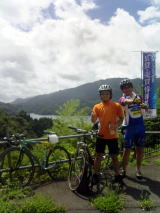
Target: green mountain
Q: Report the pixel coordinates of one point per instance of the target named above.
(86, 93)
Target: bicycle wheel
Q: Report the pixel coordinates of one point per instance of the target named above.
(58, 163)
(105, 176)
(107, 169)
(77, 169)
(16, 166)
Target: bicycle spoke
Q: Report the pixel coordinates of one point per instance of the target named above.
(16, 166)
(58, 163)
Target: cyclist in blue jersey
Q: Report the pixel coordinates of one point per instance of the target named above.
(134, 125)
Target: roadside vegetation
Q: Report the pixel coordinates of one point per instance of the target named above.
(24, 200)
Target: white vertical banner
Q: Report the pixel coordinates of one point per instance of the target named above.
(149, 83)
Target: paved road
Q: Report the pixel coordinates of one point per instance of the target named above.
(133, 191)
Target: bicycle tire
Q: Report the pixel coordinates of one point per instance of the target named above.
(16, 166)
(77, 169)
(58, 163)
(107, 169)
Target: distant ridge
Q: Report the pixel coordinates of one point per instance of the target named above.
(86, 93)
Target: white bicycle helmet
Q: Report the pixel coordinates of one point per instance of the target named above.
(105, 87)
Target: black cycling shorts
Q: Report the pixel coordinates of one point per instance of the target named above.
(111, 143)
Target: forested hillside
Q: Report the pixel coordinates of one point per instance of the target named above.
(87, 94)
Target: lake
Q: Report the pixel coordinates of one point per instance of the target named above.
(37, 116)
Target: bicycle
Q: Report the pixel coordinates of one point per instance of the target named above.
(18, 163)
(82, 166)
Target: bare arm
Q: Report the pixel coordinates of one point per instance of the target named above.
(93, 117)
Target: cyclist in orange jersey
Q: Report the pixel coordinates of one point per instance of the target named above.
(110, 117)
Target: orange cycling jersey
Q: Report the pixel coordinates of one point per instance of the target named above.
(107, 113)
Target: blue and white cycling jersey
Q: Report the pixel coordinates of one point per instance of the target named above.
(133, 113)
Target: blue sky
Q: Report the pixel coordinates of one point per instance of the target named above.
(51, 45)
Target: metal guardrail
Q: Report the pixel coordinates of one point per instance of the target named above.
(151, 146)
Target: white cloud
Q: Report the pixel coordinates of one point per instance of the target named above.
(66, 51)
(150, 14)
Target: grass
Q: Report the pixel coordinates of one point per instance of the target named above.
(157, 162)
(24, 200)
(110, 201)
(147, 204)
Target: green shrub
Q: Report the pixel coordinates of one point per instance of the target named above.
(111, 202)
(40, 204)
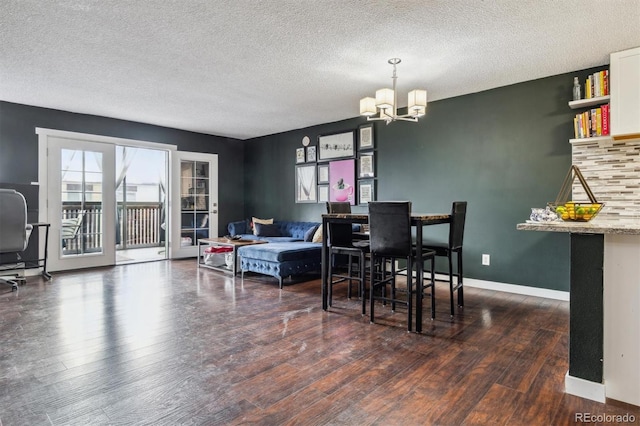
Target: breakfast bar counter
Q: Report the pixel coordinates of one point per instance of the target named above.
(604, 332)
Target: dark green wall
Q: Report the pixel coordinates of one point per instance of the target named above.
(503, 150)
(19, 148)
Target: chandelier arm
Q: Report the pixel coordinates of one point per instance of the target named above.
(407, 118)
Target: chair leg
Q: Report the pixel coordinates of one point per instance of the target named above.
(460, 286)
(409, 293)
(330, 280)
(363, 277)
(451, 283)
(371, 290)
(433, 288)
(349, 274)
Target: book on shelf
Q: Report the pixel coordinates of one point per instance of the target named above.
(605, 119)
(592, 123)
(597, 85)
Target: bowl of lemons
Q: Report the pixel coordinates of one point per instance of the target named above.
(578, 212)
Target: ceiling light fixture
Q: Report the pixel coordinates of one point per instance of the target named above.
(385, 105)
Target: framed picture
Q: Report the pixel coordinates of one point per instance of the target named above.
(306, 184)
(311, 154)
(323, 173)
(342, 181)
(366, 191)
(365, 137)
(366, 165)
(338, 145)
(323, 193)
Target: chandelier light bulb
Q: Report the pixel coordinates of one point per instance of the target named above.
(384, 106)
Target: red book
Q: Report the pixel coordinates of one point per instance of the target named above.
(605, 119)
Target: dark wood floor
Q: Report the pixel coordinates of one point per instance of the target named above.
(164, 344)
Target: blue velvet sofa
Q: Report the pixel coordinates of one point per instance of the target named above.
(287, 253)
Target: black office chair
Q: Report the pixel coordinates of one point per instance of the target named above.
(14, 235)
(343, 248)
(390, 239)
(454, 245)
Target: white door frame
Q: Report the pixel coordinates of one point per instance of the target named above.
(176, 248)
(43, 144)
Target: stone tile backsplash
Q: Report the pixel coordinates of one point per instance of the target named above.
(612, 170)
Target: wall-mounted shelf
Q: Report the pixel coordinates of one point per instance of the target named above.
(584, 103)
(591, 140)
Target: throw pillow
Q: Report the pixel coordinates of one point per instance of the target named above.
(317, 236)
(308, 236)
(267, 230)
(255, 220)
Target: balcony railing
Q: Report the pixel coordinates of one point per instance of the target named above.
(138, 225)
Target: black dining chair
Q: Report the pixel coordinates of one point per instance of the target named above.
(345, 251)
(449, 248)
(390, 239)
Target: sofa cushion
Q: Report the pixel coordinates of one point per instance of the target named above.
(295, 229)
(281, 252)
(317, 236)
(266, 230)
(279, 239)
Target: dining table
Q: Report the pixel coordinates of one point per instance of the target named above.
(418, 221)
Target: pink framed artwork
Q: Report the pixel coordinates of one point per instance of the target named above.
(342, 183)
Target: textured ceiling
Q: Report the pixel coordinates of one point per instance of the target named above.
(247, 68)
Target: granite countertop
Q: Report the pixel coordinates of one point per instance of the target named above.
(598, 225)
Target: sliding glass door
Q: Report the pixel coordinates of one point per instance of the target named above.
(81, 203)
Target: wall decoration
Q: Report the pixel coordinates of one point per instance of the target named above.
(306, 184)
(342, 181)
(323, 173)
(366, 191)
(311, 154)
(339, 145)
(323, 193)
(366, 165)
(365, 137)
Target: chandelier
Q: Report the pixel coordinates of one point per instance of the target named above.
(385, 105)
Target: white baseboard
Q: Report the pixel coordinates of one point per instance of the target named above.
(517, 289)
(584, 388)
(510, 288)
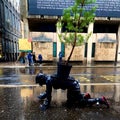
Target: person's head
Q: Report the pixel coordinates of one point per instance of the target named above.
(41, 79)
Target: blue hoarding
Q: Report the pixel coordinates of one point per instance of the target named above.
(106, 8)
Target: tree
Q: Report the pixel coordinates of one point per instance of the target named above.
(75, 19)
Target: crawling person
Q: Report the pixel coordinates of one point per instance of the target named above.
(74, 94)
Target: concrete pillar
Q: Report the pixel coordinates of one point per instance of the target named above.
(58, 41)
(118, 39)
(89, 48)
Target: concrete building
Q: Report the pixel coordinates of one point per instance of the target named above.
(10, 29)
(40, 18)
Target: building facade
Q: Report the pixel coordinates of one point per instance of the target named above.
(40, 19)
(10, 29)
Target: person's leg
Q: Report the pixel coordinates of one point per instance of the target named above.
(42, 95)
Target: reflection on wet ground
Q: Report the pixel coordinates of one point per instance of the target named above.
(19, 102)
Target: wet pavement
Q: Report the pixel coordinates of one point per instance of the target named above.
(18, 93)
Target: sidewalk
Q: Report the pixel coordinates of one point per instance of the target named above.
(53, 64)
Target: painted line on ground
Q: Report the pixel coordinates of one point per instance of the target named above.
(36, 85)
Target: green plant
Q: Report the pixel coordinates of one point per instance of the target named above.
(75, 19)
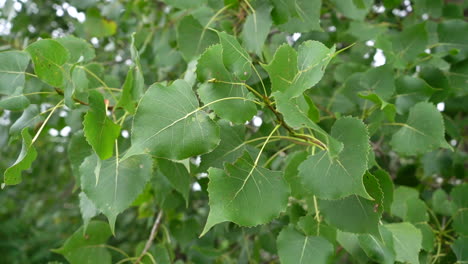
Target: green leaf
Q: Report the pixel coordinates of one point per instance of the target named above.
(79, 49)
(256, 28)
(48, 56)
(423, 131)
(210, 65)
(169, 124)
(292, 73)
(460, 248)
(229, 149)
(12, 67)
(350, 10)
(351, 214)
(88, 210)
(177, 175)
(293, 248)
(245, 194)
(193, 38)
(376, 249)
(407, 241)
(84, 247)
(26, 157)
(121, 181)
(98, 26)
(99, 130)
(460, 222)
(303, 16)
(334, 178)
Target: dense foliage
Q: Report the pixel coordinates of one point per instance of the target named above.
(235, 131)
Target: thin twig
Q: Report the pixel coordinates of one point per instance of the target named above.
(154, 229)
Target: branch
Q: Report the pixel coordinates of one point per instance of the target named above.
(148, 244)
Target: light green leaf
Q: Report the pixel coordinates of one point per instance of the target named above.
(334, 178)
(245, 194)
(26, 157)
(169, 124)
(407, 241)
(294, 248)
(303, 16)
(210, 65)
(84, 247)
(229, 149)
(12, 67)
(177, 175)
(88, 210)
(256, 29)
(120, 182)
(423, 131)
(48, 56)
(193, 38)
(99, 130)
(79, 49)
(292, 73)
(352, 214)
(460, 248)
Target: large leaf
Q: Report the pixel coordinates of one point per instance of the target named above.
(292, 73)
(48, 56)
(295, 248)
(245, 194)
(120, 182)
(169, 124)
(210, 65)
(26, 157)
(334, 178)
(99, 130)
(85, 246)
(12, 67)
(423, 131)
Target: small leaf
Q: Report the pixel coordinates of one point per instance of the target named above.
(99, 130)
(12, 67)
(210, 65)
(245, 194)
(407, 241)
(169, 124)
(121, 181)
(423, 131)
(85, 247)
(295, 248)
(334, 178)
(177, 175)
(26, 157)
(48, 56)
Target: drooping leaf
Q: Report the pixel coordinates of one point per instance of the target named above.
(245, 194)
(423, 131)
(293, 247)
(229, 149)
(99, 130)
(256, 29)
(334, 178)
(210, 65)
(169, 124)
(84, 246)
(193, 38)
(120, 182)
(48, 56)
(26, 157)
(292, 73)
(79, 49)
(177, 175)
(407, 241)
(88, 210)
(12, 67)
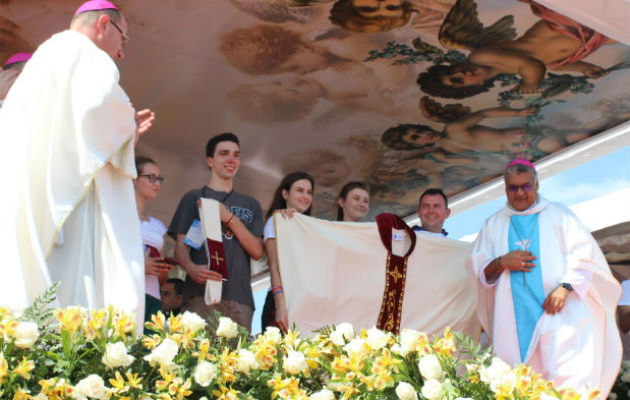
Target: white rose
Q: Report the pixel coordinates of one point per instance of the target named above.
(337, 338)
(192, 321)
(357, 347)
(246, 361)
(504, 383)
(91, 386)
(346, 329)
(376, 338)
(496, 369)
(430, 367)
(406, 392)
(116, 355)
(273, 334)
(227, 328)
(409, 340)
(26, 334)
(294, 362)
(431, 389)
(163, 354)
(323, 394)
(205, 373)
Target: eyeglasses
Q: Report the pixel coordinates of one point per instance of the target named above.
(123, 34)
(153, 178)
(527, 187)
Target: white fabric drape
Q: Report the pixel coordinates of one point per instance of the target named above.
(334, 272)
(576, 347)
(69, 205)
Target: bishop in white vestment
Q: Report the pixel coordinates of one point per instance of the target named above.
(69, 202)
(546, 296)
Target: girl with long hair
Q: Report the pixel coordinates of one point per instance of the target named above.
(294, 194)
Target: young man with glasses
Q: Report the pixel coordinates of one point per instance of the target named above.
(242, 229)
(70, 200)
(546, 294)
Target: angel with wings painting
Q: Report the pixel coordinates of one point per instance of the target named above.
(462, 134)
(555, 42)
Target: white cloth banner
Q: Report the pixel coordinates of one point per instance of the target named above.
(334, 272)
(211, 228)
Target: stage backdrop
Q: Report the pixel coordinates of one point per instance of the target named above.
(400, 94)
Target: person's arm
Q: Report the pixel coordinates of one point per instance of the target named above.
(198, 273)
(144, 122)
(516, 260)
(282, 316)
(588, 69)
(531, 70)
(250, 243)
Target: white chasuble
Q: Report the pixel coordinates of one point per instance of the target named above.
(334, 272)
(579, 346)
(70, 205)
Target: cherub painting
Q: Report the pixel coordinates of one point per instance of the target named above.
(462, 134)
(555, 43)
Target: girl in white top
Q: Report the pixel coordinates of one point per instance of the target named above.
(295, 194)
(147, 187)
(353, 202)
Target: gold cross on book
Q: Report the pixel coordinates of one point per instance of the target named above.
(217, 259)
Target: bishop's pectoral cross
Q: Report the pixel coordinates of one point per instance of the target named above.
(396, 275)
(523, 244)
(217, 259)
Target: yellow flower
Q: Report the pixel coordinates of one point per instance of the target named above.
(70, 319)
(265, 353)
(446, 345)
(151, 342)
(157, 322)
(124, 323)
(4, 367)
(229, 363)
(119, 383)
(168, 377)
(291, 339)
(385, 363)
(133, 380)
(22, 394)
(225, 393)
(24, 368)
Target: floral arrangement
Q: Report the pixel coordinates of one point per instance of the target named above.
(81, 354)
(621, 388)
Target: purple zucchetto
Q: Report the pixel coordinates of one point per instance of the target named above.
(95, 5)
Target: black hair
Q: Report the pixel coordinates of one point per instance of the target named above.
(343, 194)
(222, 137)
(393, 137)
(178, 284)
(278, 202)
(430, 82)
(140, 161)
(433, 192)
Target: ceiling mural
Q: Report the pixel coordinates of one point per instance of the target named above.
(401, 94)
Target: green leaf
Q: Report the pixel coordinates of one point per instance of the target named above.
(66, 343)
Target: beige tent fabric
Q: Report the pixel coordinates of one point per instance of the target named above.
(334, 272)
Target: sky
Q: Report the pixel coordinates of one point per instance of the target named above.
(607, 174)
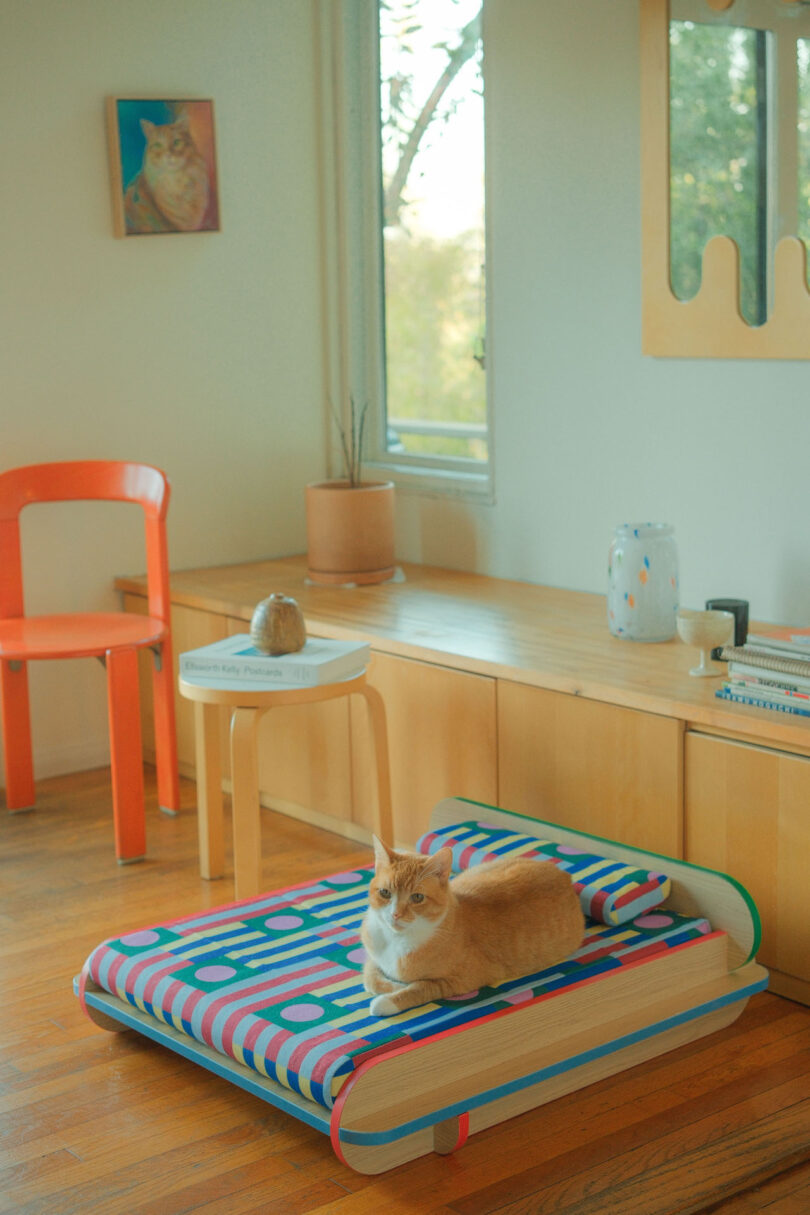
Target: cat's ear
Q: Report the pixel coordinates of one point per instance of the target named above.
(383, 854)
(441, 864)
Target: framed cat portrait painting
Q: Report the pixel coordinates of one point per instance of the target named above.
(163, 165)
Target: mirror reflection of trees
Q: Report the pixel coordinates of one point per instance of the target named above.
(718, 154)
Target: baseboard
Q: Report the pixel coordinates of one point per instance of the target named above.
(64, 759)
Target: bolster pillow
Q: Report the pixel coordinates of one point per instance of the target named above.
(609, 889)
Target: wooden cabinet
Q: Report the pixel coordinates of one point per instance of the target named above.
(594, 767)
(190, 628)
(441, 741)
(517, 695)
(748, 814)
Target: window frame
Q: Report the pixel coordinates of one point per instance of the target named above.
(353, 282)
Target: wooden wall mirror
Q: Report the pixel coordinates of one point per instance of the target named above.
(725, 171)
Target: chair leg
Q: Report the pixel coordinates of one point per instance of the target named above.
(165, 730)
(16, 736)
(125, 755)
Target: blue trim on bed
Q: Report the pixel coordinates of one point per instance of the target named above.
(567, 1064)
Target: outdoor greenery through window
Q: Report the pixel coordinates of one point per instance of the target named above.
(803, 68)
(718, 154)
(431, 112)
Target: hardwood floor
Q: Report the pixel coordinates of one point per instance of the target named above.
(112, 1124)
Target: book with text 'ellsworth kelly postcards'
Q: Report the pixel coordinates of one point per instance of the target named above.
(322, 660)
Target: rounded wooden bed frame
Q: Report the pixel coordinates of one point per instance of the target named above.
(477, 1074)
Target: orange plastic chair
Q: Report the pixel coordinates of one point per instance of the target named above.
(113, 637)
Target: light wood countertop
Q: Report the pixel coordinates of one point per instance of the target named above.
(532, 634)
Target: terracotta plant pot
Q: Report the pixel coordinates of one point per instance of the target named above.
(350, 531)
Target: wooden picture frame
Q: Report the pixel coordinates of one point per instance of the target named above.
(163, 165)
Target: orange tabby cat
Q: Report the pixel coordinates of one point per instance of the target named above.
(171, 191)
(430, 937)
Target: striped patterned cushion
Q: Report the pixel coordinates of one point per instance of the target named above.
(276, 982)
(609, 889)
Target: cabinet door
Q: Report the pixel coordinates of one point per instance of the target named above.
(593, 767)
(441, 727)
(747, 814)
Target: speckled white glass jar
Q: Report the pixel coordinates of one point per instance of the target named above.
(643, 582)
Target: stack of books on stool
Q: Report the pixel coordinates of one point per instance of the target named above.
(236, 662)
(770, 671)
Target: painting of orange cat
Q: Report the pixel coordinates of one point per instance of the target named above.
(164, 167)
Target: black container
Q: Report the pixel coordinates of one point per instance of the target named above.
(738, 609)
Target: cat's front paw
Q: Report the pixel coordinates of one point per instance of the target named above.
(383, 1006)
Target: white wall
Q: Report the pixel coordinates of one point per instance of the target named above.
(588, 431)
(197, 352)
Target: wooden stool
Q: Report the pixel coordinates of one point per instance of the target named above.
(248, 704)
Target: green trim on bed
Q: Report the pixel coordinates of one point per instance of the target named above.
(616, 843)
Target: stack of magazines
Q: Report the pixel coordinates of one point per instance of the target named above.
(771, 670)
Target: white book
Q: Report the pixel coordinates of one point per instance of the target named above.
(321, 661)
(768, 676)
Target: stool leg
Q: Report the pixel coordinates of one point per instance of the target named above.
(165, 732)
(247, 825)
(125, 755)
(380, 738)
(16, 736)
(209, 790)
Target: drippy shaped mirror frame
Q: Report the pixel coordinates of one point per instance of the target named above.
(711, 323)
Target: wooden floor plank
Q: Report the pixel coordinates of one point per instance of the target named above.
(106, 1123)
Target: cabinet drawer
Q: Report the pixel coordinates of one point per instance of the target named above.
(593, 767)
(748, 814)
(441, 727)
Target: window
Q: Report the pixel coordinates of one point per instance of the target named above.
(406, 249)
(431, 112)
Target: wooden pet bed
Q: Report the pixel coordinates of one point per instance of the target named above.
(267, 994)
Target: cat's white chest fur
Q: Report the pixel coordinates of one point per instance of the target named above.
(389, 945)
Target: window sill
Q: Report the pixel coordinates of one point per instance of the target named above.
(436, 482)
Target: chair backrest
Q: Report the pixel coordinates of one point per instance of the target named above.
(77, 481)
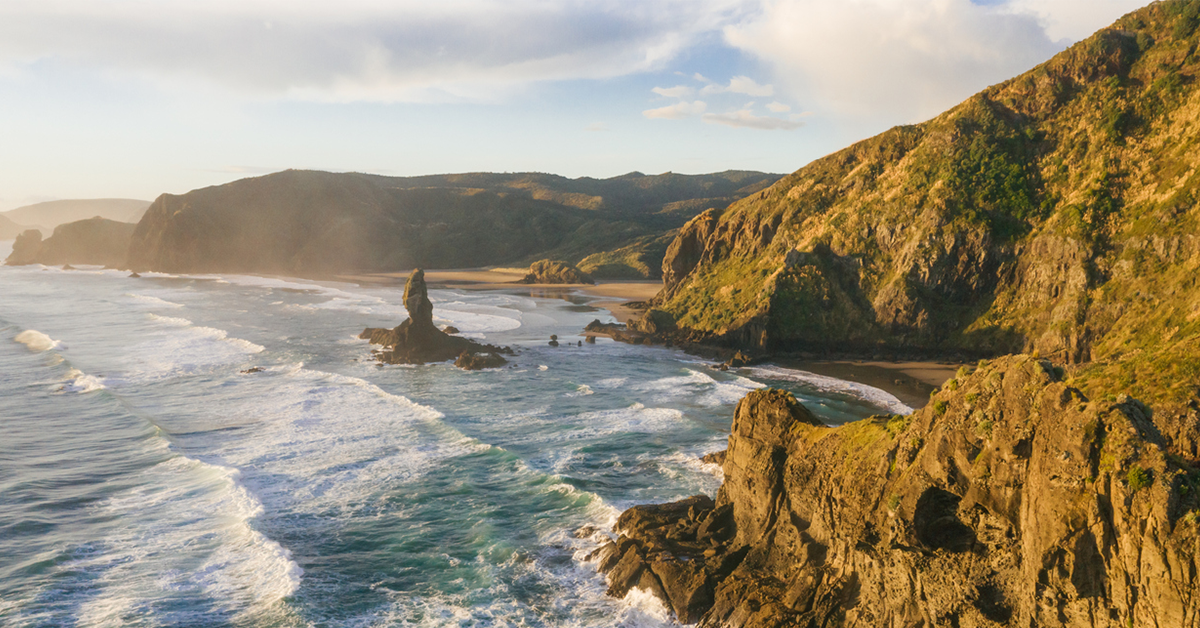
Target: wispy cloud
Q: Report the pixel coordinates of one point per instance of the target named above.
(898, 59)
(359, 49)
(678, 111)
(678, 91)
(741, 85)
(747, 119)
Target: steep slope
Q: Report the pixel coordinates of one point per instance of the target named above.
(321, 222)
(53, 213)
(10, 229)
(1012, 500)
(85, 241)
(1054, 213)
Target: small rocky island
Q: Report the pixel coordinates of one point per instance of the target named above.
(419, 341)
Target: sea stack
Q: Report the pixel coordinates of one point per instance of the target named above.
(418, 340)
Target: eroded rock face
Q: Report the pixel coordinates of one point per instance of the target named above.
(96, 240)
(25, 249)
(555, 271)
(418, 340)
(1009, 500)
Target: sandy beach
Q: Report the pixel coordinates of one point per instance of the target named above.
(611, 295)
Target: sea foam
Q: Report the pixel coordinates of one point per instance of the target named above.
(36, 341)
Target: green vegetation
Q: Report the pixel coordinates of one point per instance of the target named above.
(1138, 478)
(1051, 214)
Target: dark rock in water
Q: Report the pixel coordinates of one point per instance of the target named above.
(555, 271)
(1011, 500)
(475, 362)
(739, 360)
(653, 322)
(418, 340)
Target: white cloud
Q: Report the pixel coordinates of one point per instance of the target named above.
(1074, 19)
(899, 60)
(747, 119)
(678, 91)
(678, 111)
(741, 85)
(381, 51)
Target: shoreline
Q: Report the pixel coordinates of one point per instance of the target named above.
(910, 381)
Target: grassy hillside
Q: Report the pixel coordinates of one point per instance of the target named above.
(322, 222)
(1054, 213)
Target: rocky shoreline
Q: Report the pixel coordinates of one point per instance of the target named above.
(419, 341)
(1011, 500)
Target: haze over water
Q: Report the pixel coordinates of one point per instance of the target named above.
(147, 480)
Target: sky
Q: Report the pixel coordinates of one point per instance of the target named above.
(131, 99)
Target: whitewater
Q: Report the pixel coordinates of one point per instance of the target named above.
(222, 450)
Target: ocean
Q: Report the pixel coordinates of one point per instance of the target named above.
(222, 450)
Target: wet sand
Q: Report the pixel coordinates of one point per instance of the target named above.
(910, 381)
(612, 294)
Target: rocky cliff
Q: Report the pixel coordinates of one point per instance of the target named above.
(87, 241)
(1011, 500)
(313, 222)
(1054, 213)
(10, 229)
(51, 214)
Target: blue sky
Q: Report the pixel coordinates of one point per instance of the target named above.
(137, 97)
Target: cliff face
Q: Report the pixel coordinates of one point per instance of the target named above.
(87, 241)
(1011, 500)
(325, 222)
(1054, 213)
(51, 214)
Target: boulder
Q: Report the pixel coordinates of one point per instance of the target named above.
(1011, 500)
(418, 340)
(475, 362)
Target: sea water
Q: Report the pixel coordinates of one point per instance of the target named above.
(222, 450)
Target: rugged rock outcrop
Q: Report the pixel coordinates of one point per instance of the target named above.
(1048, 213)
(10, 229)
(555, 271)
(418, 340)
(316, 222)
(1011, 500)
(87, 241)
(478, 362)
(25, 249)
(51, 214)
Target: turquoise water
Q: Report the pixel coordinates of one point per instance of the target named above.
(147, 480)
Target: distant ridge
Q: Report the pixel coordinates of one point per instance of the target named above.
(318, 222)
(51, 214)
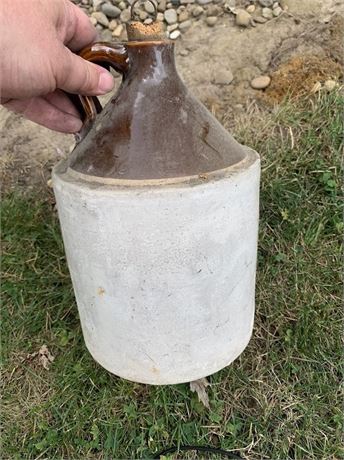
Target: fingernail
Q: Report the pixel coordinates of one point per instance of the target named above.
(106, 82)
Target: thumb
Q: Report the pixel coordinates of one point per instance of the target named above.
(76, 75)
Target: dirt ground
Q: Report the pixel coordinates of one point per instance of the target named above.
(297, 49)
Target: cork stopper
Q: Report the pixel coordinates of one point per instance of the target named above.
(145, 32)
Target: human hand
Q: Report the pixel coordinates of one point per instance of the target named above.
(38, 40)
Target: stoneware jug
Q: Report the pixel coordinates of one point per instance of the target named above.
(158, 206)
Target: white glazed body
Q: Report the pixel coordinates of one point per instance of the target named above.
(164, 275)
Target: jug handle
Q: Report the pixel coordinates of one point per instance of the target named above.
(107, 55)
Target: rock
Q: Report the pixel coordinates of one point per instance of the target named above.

### WHAT IS EXPECTED:
Transcribe the material exactly, beginning at the line that contains "Target: cork stopper" and continuing through the final line of the material, with both ends included.

### ANSWER TO THIS EXERCISE:
Target: cork stopper
Q: Report the pixel coordinates of one point per instance of the target named above.
(145, 32)
Target: human hand
Q: Report the pixel coordinates of one point per instance of the target named above.
(38, 40)
Target: stoneware jug
Q: Report the pixel coordinates of one point per instance of the target named above.
(158, 206)
Target: white glazed body
Q: Report the pixel coordinates of one point per instance of the target named above.
(164, 275)
Target: jug handle
Q: Report the pixel coordinates of one point per instance of the target named above.
(107, 55)
Target: rock
Q: Report the pixel coordinates of one point per instance of the target named above.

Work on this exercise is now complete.